#### YOUR TASK:
Please return every line from the entries that has the string "truck" in it.

#### DATA FOR PROCESSING:
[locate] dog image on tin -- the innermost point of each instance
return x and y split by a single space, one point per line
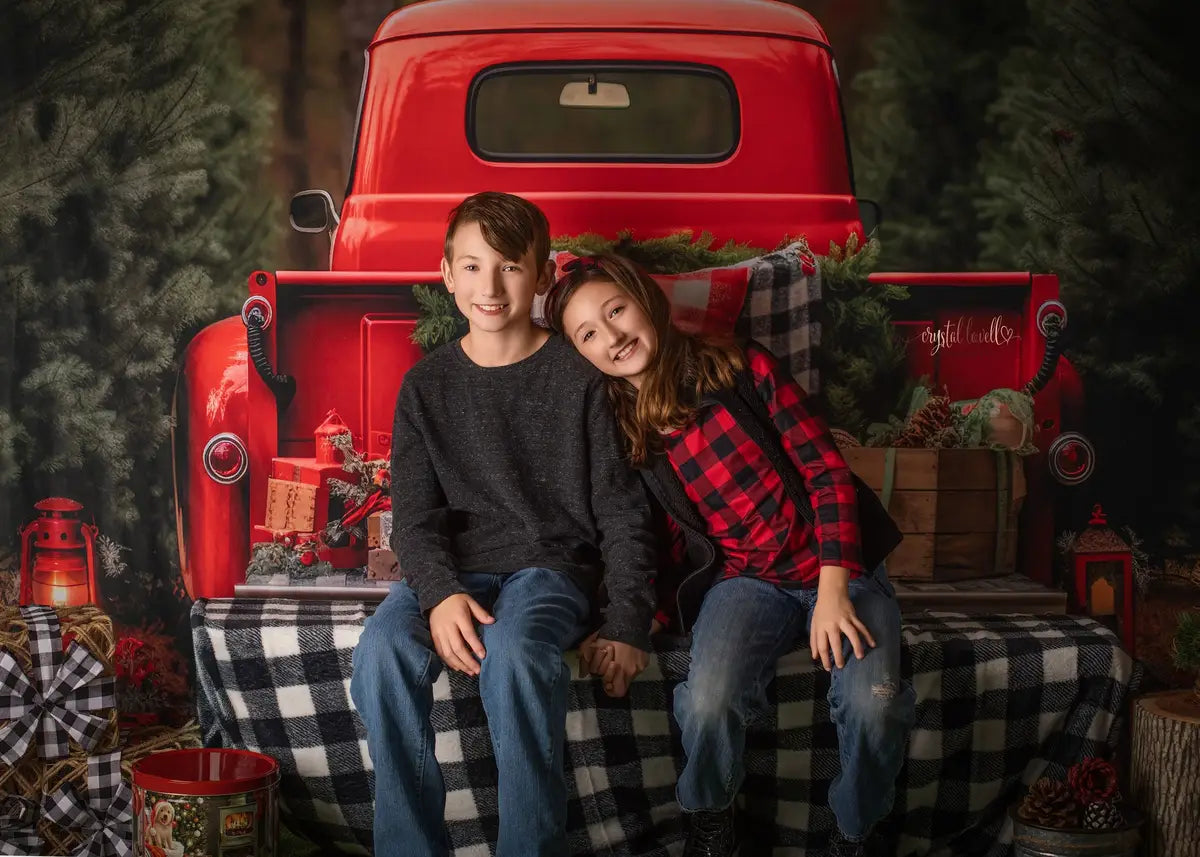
160 838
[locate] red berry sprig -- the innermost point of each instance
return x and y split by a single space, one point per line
1092 780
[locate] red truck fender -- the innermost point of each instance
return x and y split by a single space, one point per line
210 460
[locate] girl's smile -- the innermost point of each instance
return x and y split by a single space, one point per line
611 330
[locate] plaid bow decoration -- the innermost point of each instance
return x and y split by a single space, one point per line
18 826
59 702
106 820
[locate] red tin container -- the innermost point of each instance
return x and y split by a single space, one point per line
205 803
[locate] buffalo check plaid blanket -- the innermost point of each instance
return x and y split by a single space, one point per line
772 299
1001 700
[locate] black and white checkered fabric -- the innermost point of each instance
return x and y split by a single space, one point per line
64 702
105 819
1001 700
781 311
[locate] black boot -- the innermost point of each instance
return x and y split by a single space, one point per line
840 846
712 834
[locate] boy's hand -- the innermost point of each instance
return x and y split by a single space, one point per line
834 616
589 653
453 628
617 663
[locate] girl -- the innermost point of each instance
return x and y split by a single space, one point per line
727 445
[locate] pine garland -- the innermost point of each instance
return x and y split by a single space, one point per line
439 321
351 493
1186 645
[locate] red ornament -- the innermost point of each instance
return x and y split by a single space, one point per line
324 435
1092 780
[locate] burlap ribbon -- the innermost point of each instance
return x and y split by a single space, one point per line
18 827
58 705
106 819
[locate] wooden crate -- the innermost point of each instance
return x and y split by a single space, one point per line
958 509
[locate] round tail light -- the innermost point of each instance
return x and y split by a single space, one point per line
1072 457
225 459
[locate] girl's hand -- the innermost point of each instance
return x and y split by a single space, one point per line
618 663
587 653
833 617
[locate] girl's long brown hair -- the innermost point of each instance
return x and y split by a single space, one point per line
683 370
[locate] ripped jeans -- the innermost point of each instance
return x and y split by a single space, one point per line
745 625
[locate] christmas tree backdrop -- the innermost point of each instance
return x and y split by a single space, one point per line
916 121
1060 137
132 141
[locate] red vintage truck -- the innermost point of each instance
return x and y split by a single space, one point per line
643 115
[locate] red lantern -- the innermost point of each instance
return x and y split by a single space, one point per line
1102 567
327 453
58 562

#### FINISHED TASK:
[locate] red truck fender -- the innermost point of each instance
[locate] red vintage truck -- the innermost point of each instance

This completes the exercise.